Problem to solve >> Give again the lines from the line with "I would be grateful if you could spot the nose" to the last line of the records, exactly and in full. Do not carry over any pictures.

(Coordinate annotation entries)
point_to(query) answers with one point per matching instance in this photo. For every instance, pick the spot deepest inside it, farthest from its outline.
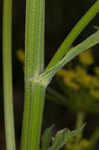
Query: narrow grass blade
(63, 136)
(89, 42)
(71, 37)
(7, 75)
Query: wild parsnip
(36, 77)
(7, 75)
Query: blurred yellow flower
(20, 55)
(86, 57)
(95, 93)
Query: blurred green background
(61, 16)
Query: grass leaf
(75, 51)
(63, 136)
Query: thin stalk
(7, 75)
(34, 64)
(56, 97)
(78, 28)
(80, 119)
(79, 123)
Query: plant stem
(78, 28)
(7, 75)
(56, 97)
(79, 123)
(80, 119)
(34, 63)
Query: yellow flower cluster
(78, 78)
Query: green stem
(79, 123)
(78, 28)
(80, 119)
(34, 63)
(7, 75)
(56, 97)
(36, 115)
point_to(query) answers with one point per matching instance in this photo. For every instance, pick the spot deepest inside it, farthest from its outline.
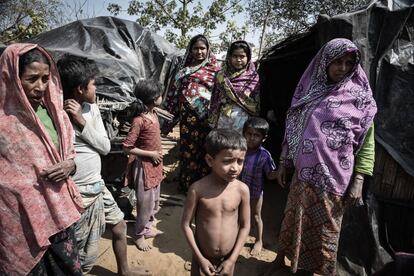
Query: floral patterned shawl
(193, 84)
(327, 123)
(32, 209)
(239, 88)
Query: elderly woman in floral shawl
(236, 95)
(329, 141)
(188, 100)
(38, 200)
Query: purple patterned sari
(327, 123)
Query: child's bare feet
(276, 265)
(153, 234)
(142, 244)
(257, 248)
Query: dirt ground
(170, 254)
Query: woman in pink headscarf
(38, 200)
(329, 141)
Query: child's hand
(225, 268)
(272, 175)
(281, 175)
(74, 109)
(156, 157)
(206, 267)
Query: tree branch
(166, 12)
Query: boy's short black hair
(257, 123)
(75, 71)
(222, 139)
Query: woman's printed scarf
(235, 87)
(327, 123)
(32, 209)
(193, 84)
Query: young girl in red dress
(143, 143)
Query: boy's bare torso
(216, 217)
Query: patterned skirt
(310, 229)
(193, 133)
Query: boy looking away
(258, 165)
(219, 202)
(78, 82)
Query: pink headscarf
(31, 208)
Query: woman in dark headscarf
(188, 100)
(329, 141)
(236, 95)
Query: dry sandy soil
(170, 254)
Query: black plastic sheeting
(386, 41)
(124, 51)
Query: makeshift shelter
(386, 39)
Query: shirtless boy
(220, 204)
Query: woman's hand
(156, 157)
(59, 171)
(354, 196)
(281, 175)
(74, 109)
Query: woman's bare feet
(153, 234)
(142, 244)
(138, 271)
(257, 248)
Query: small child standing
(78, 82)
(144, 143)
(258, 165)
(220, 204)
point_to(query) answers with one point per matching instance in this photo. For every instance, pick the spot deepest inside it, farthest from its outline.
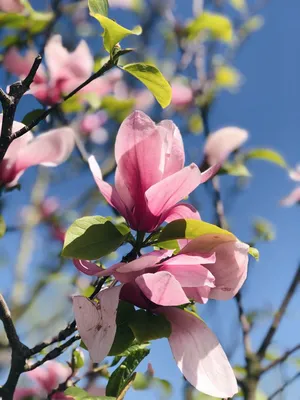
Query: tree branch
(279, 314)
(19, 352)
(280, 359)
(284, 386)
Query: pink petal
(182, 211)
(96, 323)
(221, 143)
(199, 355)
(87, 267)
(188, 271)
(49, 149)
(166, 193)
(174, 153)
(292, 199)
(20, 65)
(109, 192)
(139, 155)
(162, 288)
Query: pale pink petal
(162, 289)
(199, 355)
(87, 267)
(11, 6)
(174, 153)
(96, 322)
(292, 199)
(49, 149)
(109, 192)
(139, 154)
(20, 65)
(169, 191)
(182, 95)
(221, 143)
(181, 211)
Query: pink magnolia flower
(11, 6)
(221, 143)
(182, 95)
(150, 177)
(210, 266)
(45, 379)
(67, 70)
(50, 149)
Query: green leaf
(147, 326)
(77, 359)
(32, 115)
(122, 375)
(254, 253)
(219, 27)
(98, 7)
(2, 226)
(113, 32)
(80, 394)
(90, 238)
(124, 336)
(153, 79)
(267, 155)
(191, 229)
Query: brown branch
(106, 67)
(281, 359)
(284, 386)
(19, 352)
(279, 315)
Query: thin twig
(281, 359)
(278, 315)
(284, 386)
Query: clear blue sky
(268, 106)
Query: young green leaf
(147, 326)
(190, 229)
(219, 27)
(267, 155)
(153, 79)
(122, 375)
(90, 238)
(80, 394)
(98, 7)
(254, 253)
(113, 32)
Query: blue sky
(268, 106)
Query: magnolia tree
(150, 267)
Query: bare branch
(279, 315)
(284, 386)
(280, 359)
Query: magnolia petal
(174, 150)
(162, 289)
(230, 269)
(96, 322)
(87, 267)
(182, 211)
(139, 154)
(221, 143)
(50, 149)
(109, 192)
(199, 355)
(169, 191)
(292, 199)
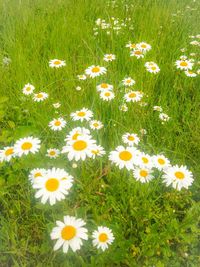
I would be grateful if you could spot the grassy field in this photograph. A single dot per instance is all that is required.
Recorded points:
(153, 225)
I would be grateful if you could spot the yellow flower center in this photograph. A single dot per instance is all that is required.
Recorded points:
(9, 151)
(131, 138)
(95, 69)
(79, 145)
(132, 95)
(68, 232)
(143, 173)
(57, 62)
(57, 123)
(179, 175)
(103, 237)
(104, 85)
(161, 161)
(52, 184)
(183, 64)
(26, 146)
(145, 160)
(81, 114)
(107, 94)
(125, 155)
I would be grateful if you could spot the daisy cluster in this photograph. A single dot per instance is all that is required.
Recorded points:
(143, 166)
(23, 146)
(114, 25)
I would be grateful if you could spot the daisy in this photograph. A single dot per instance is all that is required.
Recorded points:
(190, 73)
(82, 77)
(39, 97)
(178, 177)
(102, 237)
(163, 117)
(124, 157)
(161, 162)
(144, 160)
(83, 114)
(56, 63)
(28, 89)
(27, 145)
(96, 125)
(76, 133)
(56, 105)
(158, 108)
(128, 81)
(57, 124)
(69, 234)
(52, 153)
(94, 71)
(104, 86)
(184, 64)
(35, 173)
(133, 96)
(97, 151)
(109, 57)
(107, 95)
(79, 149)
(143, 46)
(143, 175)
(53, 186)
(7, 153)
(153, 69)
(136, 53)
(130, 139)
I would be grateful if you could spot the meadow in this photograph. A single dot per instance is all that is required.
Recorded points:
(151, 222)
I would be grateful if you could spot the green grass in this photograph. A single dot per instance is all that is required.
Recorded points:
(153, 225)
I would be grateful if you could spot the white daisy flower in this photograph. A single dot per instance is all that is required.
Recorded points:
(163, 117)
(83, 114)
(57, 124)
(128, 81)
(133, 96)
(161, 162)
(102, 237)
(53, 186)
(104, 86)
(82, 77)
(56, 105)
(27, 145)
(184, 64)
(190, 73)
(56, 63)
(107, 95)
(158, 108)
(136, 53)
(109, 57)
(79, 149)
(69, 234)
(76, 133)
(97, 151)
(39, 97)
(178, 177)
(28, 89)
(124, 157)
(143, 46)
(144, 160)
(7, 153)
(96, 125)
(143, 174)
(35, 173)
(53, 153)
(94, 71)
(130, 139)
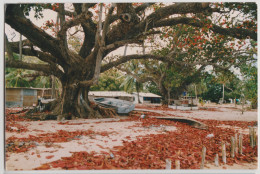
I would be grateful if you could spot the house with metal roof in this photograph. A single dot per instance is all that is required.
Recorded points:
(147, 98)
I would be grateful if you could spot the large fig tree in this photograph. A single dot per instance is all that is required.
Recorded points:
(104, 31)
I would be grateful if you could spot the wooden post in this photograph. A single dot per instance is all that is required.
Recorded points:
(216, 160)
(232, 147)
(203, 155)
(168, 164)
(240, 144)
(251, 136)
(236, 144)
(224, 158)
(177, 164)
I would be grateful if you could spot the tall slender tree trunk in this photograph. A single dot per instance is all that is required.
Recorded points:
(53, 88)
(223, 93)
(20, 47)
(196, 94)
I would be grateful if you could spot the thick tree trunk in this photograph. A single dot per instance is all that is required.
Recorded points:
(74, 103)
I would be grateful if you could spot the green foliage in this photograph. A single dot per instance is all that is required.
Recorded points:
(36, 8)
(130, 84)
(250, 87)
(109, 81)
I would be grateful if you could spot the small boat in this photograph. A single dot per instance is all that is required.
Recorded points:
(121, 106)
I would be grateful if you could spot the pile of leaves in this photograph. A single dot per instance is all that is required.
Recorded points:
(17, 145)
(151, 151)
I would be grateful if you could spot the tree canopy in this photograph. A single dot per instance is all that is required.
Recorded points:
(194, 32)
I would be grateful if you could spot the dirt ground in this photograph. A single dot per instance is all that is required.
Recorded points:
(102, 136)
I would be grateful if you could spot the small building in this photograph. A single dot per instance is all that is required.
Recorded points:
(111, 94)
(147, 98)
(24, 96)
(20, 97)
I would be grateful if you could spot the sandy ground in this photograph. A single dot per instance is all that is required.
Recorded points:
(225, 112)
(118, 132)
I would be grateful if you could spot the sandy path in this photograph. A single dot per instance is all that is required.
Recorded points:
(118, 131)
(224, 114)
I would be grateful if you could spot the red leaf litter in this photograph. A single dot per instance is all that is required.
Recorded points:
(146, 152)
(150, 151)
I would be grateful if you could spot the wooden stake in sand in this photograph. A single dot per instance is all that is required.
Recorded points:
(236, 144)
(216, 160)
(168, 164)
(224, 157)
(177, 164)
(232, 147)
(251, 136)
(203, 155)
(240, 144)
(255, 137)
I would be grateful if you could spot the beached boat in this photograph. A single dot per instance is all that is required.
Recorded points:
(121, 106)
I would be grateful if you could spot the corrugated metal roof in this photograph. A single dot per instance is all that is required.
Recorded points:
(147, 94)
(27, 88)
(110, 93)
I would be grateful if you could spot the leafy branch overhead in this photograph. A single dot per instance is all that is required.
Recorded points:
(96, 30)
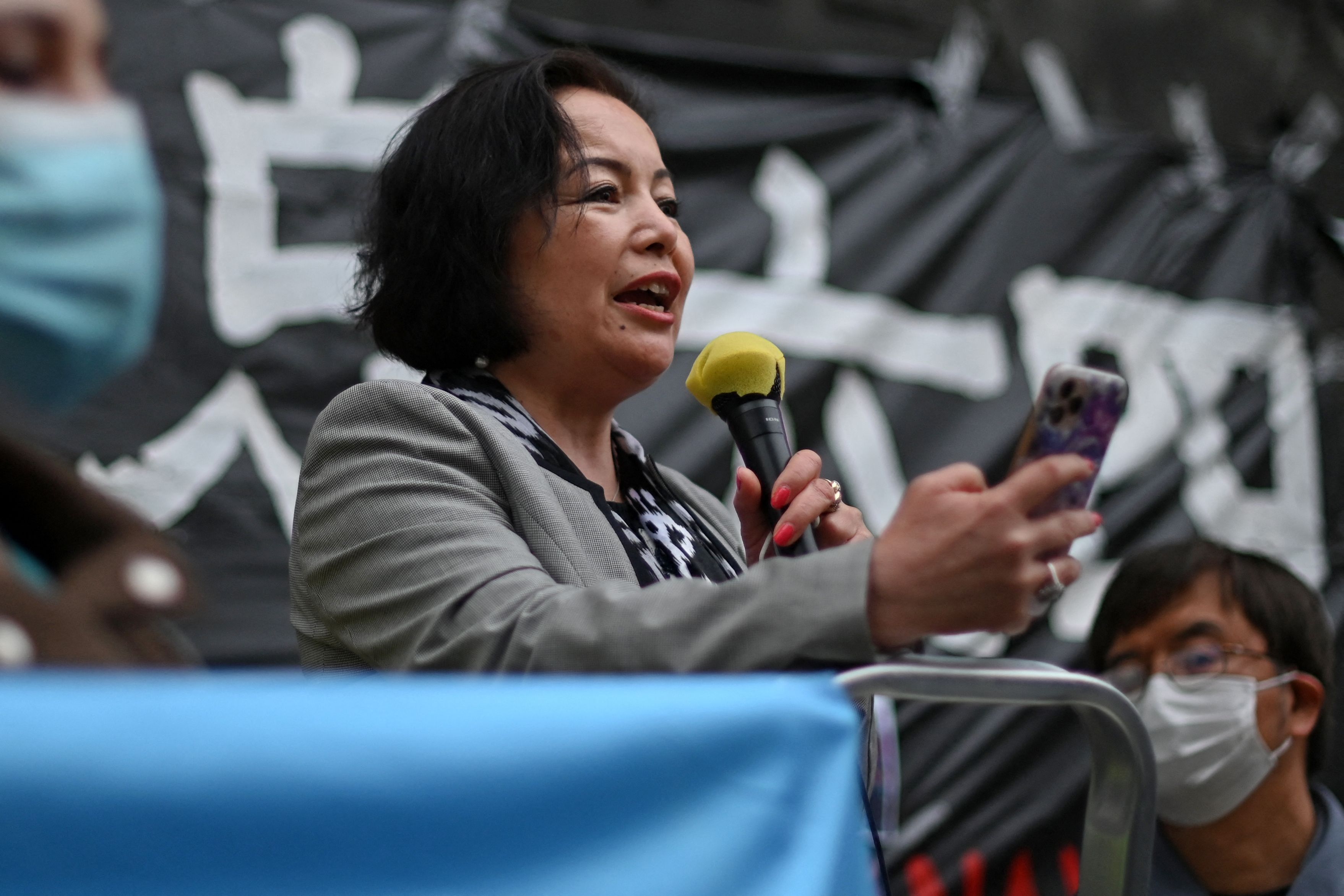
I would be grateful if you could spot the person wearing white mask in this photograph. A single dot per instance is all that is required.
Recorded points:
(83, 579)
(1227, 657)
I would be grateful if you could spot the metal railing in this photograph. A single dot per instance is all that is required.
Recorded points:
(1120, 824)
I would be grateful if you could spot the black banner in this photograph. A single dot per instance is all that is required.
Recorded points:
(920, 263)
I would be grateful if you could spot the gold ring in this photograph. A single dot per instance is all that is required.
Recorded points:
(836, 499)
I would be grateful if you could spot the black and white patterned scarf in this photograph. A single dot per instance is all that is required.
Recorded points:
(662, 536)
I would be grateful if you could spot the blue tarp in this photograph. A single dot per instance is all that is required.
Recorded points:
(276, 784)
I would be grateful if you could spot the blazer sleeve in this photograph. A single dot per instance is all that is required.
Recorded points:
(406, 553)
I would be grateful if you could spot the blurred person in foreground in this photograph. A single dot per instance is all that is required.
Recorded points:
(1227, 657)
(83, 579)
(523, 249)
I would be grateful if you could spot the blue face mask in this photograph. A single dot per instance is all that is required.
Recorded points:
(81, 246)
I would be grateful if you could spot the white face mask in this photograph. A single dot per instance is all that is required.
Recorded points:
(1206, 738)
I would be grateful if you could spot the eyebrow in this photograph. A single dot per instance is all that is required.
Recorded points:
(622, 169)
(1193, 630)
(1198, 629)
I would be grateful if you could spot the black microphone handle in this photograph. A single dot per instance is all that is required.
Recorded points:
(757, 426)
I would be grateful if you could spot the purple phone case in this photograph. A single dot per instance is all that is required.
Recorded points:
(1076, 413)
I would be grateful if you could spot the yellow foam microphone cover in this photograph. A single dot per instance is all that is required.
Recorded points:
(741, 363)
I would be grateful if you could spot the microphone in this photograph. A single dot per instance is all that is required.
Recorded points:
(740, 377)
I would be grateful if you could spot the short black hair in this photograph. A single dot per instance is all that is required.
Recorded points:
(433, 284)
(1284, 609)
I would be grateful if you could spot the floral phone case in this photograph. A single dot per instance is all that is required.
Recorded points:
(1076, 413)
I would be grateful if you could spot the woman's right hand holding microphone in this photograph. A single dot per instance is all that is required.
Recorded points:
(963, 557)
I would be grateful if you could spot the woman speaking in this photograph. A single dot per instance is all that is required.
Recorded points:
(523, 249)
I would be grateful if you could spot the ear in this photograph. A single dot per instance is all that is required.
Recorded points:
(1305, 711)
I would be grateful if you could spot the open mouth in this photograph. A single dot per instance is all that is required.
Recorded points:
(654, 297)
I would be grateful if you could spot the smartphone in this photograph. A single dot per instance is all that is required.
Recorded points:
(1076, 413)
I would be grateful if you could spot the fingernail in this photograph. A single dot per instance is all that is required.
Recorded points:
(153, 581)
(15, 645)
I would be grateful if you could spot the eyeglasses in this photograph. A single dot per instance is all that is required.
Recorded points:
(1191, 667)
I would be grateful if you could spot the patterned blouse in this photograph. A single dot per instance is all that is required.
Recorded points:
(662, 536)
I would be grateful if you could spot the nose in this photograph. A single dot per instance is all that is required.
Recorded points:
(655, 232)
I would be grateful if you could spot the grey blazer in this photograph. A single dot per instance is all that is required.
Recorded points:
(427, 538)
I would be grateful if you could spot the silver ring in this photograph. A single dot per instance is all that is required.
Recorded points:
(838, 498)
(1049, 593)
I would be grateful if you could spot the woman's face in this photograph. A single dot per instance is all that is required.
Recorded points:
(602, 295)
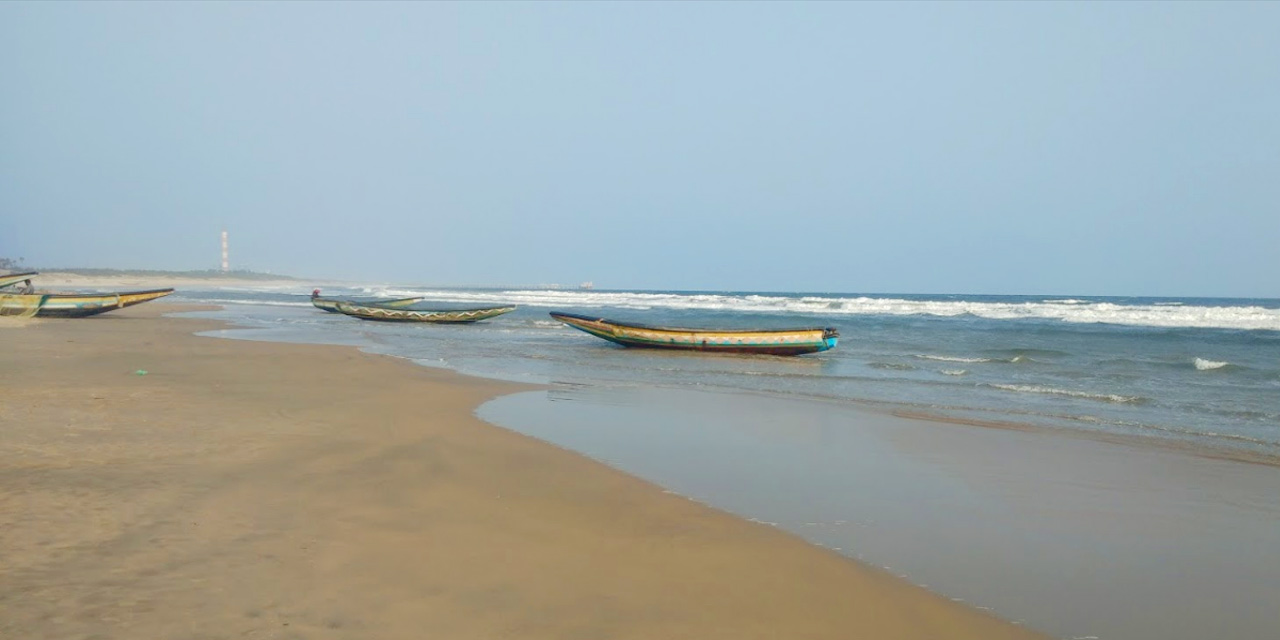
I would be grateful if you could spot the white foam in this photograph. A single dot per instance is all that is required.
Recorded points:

Correct answer >>
I would be grateful if you could spot the nose in this photograph. A single dot per instance is all that is required.
Recorded points:
(655, 232)
I would be grateful if you could spot the grey blazer in this photograph. A single dot per instance is all that is required.
Recorded points:
(427, 538)
I would be grateful if you could spot the silver ring in this photograph. A single dot per instance is all that is required.
Recorded points:
(838, 498)
(1049, 593)
I would be grateful if you could spot the woman's face in this photograph. A single dot per instance is all that is required.
Recorded points:
(602, 295)
I would be grateful if you could spot the white foam in this photograph. A single dot per instance is all that is required.
Recorded points:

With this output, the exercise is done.